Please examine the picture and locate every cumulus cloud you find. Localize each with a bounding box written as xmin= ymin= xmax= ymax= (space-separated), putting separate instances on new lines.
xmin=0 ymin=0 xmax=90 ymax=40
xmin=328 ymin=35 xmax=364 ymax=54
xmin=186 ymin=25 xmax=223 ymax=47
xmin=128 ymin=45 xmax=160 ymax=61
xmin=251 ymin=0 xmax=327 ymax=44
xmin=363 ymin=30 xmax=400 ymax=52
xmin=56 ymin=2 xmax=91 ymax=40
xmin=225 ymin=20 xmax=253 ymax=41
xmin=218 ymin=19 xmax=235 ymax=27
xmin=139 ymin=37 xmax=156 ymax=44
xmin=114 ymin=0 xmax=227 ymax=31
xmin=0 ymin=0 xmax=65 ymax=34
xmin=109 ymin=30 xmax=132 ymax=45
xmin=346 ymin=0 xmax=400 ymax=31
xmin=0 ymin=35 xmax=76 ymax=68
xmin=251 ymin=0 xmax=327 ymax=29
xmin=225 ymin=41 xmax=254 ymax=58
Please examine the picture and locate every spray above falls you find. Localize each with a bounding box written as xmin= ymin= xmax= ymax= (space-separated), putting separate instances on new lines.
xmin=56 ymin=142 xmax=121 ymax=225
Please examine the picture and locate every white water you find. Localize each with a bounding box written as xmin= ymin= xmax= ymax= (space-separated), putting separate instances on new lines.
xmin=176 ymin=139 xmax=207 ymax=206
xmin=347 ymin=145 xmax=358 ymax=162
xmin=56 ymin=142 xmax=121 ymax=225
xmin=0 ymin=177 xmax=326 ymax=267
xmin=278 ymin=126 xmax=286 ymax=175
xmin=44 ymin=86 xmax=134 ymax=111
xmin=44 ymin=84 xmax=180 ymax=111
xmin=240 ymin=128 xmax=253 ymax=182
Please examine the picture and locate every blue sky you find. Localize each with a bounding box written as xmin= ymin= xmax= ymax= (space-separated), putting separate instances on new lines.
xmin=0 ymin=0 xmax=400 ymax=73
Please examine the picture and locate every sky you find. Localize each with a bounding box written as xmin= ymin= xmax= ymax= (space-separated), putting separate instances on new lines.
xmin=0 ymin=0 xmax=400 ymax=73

§ JOB
Please put everything from the line containing "Please examine the picture and locate every sky" down to the end of the material, both ends included, into a JSON list of strings with one string per line and blank lines left out.

§ OUTPUT
[
  "Please examine the picture and locate every sky you find. Localize each with a bounding box written as xmin= ymin= xmax= ymax= (space-separated), putting separate instances on new lines.",
  "xmin=0 ymin=0 xmax=400 ymax=73"
]